Objective
Please reproduce, word for word, the stretch of the records below from the line containing "containing the rippled" through the line containing "containing the motorboat.", including both of those lines.

Collected data entries:
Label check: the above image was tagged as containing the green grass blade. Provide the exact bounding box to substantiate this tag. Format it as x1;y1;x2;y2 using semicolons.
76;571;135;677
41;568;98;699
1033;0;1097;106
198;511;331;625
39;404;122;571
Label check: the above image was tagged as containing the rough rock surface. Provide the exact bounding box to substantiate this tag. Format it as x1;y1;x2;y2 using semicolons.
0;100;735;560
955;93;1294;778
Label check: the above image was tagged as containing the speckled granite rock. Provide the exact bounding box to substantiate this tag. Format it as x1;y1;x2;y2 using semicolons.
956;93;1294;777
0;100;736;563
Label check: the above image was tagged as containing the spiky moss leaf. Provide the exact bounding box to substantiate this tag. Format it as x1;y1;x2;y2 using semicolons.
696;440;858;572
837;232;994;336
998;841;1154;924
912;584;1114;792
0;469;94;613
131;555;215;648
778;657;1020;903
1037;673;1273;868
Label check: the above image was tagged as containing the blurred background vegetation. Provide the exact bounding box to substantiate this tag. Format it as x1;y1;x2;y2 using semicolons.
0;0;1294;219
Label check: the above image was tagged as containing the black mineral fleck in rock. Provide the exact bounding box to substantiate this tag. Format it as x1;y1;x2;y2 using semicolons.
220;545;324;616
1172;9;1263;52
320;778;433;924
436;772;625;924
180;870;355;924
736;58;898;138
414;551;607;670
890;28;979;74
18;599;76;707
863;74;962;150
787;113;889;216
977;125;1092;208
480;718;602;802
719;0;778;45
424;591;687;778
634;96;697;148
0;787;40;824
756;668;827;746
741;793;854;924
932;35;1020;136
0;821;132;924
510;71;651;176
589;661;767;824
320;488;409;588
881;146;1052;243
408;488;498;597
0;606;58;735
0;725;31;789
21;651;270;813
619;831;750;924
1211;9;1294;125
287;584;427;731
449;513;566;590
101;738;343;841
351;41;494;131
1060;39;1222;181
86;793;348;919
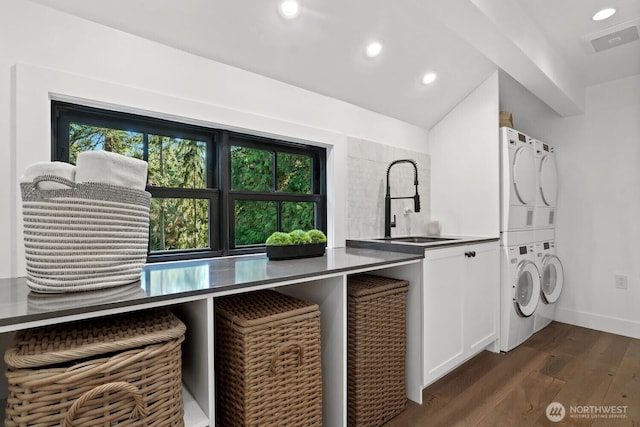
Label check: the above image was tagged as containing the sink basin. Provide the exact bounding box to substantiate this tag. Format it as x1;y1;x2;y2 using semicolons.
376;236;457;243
* * *
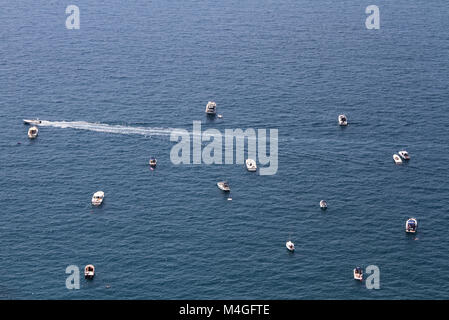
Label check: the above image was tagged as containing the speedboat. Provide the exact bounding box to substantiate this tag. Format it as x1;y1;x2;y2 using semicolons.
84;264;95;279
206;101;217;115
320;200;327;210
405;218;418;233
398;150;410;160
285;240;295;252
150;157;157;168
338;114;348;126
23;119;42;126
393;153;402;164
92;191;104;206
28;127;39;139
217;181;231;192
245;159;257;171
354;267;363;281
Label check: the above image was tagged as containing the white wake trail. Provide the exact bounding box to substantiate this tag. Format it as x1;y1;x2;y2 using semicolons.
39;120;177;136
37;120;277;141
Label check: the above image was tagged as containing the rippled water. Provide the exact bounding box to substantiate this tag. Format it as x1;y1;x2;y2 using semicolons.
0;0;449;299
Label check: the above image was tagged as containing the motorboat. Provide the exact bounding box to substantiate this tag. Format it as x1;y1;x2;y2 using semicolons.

Result
Label check: the above image was tagged as containing the rippled water. Provide the exact bounding box to substantiate this tag. Format it as x1;y1;x2;y2 using semicolons.
0;0;449;299
Label check: the above image was tagged as containing the motorboat. Provide the exact bounding box to substantiate this tag. Format it as x1;y1;x2;y2 using semicolons.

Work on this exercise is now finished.